## Work task
Your task is to give the entries back exactly, leaving nothing out.

## Stored dataset items
<<<<

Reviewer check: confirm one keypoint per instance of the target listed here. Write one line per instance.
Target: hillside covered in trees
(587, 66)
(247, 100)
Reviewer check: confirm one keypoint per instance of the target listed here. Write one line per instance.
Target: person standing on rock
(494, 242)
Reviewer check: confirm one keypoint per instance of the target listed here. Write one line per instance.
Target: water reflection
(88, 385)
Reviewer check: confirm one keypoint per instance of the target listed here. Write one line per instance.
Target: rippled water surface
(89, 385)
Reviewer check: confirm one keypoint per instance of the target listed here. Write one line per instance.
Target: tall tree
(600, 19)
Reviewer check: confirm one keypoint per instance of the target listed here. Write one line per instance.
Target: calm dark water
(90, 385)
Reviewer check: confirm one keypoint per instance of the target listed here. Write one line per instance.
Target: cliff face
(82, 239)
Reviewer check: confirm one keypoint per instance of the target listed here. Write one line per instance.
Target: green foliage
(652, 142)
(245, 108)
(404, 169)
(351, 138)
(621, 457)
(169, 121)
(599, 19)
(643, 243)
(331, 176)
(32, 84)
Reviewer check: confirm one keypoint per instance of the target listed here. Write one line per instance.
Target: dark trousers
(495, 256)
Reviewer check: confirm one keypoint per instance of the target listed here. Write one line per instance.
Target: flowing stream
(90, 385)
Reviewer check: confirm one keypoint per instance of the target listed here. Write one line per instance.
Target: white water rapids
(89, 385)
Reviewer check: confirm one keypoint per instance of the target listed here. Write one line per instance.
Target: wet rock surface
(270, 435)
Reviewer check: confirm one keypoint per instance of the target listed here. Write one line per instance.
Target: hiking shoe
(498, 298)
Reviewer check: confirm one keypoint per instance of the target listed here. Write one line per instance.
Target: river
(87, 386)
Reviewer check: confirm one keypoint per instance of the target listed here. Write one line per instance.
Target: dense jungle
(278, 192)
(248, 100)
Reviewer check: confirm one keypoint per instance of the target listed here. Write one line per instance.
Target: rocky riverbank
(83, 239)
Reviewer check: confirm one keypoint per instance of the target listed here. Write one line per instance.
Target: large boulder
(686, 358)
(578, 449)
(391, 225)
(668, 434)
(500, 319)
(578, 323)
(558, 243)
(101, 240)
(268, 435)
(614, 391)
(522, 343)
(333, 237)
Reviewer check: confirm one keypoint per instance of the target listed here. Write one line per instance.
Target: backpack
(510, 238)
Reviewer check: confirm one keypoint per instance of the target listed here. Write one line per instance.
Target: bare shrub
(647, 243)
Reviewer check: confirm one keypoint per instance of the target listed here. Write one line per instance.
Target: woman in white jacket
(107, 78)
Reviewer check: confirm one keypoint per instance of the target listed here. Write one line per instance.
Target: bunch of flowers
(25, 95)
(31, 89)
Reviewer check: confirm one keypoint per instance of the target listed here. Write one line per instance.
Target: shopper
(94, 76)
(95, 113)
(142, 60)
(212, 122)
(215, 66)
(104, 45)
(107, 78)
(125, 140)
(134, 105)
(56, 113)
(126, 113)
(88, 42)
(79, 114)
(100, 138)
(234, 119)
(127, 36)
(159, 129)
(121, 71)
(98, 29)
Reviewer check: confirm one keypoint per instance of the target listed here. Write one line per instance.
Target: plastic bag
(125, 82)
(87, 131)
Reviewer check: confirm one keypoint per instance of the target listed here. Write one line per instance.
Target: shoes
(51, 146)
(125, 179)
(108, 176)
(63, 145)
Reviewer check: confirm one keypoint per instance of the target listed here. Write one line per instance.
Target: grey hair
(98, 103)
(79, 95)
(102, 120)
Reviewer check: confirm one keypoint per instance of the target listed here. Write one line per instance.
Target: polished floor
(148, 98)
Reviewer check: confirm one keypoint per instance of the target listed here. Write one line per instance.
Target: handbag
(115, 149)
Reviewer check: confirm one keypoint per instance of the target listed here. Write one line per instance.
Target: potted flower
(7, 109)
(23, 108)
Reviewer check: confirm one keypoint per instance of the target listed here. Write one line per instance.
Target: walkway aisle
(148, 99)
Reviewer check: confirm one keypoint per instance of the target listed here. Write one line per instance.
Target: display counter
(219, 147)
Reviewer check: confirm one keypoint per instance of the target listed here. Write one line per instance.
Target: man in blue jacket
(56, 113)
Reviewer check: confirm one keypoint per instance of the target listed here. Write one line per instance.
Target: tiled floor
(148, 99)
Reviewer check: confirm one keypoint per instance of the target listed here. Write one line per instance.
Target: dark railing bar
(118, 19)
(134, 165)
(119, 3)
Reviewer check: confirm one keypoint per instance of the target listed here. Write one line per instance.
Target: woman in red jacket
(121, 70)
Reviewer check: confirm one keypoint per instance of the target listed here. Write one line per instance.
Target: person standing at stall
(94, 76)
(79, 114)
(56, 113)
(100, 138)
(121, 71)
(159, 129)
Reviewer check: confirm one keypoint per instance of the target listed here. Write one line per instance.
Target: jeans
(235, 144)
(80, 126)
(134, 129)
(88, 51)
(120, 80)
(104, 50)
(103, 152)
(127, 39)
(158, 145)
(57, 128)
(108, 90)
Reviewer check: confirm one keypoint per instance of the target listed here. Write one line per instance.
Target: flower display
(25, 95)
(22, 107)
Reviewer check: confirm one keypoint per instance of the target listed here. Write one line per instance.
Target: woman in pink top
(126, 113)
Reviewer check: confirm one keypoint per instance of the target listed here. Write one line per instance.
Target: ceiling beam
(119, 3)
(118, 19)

>>>>

## Reply
Reviewer check: confirm one keypoint per instance of the target listed here. Write one line per instance.
Target: hillside covered in trees
(587, 66)
(247, 100)
Reviewer check: confirm one keypoint per instance of the target listed here. Write one line per instance.
Target: person standing on rock
(494, 242)
Reviewer check: confirm one keypoint per instance of the target listed here. Write one line per instance.
Target: water reflection
(88, 385)
Reviewer check: confirm one keypoint per instance of the target listed here. Write one line per instance.
Target: rippled water surface
(89, 385)
Reviewer check: confirm one keypoint per instance of the target listed here. Write one line per instance.
Target: tall tree
(600, 19)
Reviewer check: confirm one keypoint per instance of the target listed here. Write one line per instance.
Target: calm dark water
(90, 385)
Reviewer check: confirm one keypoint per instance of the target listed here. Write one line per instance.
Target: cliff face
(82, 239)
Reviewer check: confirm one keypoint per instance of the target listed here. Write one line per instance.
Target: green foliage
(652, 142)
(245, 108)
(404, 169)
(351, 138)
(621, 457)
(169, 121)
(599, 19)
(643, 243)
(331, 176)
(32, 84)
Reviewer check: confirm one keypoint per instance of the target listed here. Write one line per instance.
Target: dark trousers
(495, 256)
Reviewer check: confirm one keypoint per instance of the target listed here. Write one line per instance.
Target: flowing stream
(90, 385)
Reviewer check: confirm one keypoint per instance of the target listed here. Write one line per instance.
Target: white water rapids
(89, 385)
Reviewer check: confirm one keypoint per instance of the target listed here. Write one line per instance.
Target: wet rock surface
(270, 435)
Reviewer check: confirm one keypoint per instance of the target listed here. Write one line per instance.
Target: hiking shoe
(498, 298)
Reviewer check: confirm one keypoint per instance of the target listed here. Write one line per instance.
Target: river
(87, 386)
Reviewer check: confirm one keypoint per instance of the target listed here. Write one line per instance.
Target: dense jungle
(278, 192)
(248, 100)
Reviewer check: confirm one keypoint per instance of the target listed here. Write one line per instance.
Target: rocky riverbank
(83, 239)
Reviewer check: confirm one keypoint per instance of the target listed here. Write one line per instance.
Target: large boulder
(686, 358)
(578, 449)
(391, 225)
(668, 434)
(500, 319)
(578, 323)
(558, 243)
(101, 240)
(268, 435)
(614, 391)
(522, 343)
(333, 237)
Reviewer check: confirm one keypoint per instance of the target listed here. Write one line per instance.
Target: backpack
(510, 238)
Reviewer check: confirm one keypoint per instance of the target listed here. Write one line per instance.
Target: bare shrub
(647, 243)
Reviewer check: confirm one keypoint per instance of the target listed here. Write one line per instance.
Target: woman in white jacket
(107, 78)
Reviewer check: confirm one keypoint per instance of the target listed here. Write one line per instance.
Target: bunch of flowers
(25, 95)
(31, 89)
Reviewer check: confirm one keypoint per instance of the target listed here. Write one line per instance.
Target: shopper
(94, 76)
(95, 113)
(142, 60)
(212, 122)
(215, 66)
(104, 45)
(107, 78)
(125, 140)
(134, 105)
(56, 113)
(126, 113)
(88, 42)
(79, 114)
(100, 138)
(234, 119)
(127, 36)
(159, 129)
(121, 71)
(98, 29)
Reviewer check: confirm one keypoint per instance of the target listed here. Write one line per instance.
Target: plastic bag
(125, 82)
(87, 131)
Reviewer check: confirm one keypoint per instance of the target listed here. Write one line per instance.
Target: shoes
(51, 146)
(125, 179)
(108, 176)
(63, 145)
Reviewer check: confirm one keypoint per instance of the target listed here. Write one line per instance.
Target: grey hair
(98, 103)
(79, 95)
(102, 120)
Reviewer check: confirm one keypoint per instance of the target listed here. Write one line per instance.
Target: polished floor
(148, 98)
Reviewer check: confirm one keypoint per instance of the target listed here. Write one line per instance.
Target: handbag
(115, 149)
Reviewer check: confirm one keypoint per instance of the target listed here. Write one line per instance.
Target: potted flower
(7, 109)
(23, 108)
Reviewer check: confirm one keypoint per instance of the target listed here. Write one line per instance.
Target: walkway aisle
(148, 99)
Reviewer check: confirm one keypoint per instance of the target listed here. Write one line per instance.
Target: display counter
(219, 147)
Reviewer check: confirm one keypoint per instance of the target listed here. Write one line per instance.
Target: man in blue jacket
(56, 113)
Reviewer check: confirm one keypoint per instance of the target listed here. Write one line per instance.
Target: tiled floor
(148, 99)
Reviewer check: confirm one keypoint per instance of the target listed here. Write one line per instance.
Target: dark railing bar
(118, 19)
(134, 165)
(119, 3)
Reviewer check: confirm one keypoint per instance of the target listed here. Write one line per instance.
Target: woman in red jacket
(121, 70)
Reviewer check: confirm one keypoint per instance of the target listed here. Write one line per instance.
Target: person standing at stall
(94, 76)
(79, 114)
(56, 113)
(100, 138)
(121, 71)
(159, 129)
Reviewer check: confirm one keypoint per instance of the target listed here. Write one line per instance.
Target: jeans
(235, 144)
(80, 126)
(134, 129)
(88, 51)
(120, 80)
(104, 50)
(103, 152)
(127, 39)
(158, 145)
(57, 128)
(108, 90)
Reviewer check: confirm one keypoint per instance of the target listed here. Write one line per instance.
Target: flower display
(25, 95)
(22, 107)
Reviewer check: confirm one keypoint per instance of the target listed here. Write one line per instance.
Target: woman in pink top
(126, 113)
Reviewer check: confirm one keypoint per instance of the target listed here. Write one line per instance.
Target: ceiling beam
(119, 3)
(118, 19)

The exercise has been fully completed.